Start PROVIDED RECORDS

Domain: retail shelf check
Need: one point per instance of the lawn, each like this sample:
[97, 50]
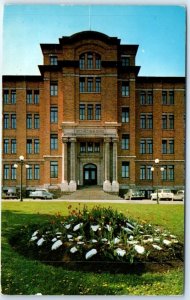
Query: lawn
[23, 276]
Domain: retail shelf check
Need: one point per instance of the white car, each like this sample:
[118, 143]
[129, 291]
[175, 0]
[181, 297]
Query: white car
[163, 194]
[41, 194]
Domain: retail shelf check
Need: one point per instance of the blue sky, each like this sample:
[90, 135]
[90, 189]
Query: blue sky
[158, 30]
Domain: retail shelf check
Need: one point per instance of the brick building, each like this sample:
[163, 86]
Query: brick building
[90, 119]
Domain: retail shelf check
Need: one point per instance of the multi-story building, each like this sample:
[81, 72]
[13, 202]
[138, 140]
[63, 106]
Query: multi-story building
[90, 119]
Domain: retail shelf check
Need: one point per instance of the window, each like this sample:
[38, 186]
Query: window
[6, 121]
[125, 142]
[125, 115]
[53, 60]
[98, 85]
[13, 121]
[29, 97]
[82, 112]
[125, 169]
[54, 169]
[90, 85]
[29, 121]
[6, 172]
[13, 96]
[13, 146]
[90, 112]
[36, 146]
[13, 172]
[5, 96]
[29, 173]
[98, 111]
[36, 97]
[53, 89]
[36, 121]
[36, 172]
[29, 146]
[53, 114]
[6, 146]
[125, 89]
[82, 85]
[53, 141]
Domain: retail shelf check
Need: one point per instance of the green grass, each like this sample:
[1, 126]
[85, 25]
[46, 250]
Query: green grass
[21, 275]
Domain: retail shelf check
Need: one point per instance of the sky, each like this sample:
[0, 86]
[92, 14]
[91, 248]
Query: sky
[158, 30]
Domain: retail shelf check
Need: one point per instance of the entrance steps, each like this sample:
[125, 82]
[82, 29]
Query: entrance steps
[90, 193]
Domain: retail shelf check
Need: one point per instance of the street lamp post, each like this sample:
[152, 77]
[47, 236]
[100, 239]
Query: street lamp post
[157, 176]
[21, 158]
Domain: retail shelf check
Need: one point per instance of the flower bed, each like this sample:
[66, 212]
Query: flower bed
[99, 235]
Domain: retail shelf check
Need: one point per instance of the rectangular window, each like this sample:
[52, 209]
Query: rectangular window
[82, 112]
[53, 114]
[125, 169]
[53, 88]
[125, 89]
[6, 96]
[53, 60]
[98, 112]
[90, 112]
[82, 85]
[6, 172]
[125, 115]
[54, 169]
[36, 172]
[13, 121]
[13, 146]
[36, 146]
[6, 146]
[29, 173]
[54, 141]
[36, 121]
[13, 96]
[82, 147]
[6, 121]
[98, 85]
[29, 121]
[29, 146]
[36, 97]
[125, 142]
[13, 172]
[90, 85]
[29, 97]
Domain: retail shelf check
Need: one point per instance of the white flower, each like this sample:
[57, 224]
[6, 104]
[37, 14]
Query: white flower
[34, 238]
[77, 227]
[40, 241]
[166, 242]
[95, 227]
[116, 241]
[35, 233]
[120, 252]
[73, 250]
[56, 245]
[90, 253]
[139, 249]
[156, 247]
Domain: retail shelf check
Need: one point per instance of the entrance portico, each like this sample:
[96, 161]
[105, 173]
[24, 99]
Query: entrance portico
[89, 156]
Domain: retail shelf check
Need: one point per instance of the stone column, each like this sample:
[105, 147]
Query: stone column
[72, 183]
[64, 183]
[107, 183]
[115, 184]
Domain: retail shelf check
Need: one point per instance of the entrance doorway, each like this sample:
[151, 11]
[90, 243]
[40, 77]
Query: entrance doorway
[90, 174]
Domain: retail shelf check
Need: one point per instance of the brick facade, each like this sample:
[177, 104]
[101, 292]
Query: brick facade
[90, 119]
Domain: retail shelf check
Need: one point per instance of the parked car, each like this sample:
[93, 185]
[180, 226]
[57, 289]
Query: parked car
[41, 194]
[163, 194]
[179, 196]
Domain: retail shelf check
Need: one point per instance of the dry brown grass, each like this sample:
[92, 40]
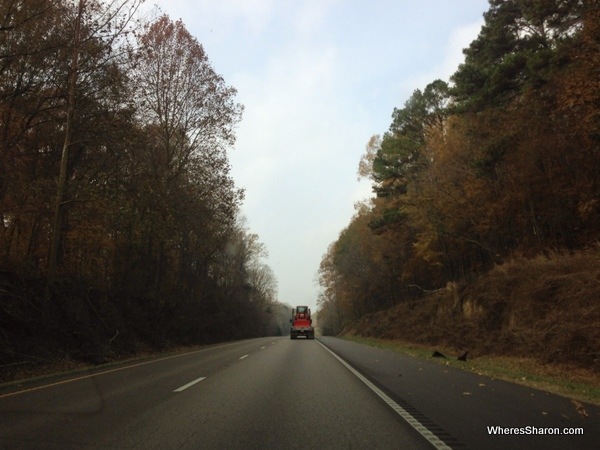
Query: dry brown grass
[544, 309]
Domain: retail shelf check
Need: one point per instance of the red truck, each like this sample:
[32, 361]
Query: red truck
[301, 323]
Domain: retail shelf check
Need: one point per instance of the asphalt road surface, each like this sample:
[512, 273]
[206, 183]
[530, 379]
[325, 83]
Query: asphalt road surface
[281, 393]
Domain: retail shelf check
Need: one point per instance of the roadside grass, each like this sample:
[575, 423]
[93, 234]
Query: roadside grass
[571, 382]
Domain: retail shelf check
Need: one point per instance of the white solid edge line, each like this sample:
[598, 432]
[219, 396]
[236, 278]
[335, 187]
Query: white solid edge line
[190, 384]
[422, 429]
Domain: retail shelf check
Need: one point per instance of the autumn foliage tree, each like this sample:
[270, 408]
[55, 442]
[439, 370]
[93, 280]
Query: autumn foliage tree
[502, 160]
[139, 124]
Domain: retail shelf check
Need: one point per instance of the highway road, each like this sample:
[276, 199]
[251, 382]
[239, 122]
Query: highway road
[282, 393]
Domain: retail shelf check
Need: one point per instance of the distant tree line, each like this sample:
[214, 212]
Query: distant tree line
[502, 160]
[118, 213]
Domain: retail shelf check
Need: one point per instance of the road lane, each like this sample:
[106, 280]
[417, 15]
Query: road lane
[465, 404]
[282, 393]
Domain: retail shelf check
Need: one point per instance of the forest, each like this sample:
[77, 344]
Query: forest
[493, 175]
[120, 224]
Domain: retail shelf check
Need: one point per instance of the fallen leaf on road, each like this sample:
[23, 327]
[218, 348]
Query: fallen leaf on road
[579, 408]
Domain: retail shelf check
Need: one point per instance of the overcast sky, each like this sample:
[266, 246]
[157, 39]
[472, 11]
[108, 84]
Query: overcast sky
[317, 79]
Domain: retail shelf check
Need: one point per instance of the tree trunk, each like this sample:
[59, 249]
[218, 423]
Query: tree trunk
[64, 161]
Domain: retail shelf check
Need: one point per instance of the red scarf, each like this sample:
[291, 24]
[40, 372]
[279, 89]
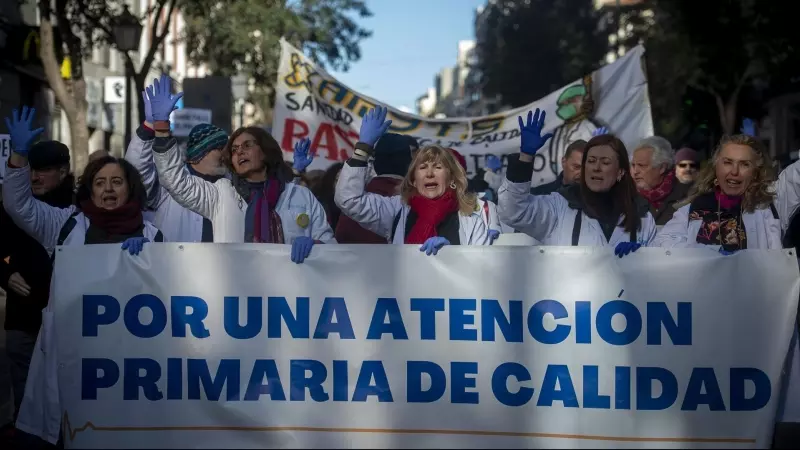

End PROVIDED RECORDS

### STATED GOAL
Return each line from the records above that contains the word "lamp".

### RESPONSE FOR THIS EXERCISE
Need: one point per instance of the street lamp post, each like this sample:
Query: street lamp post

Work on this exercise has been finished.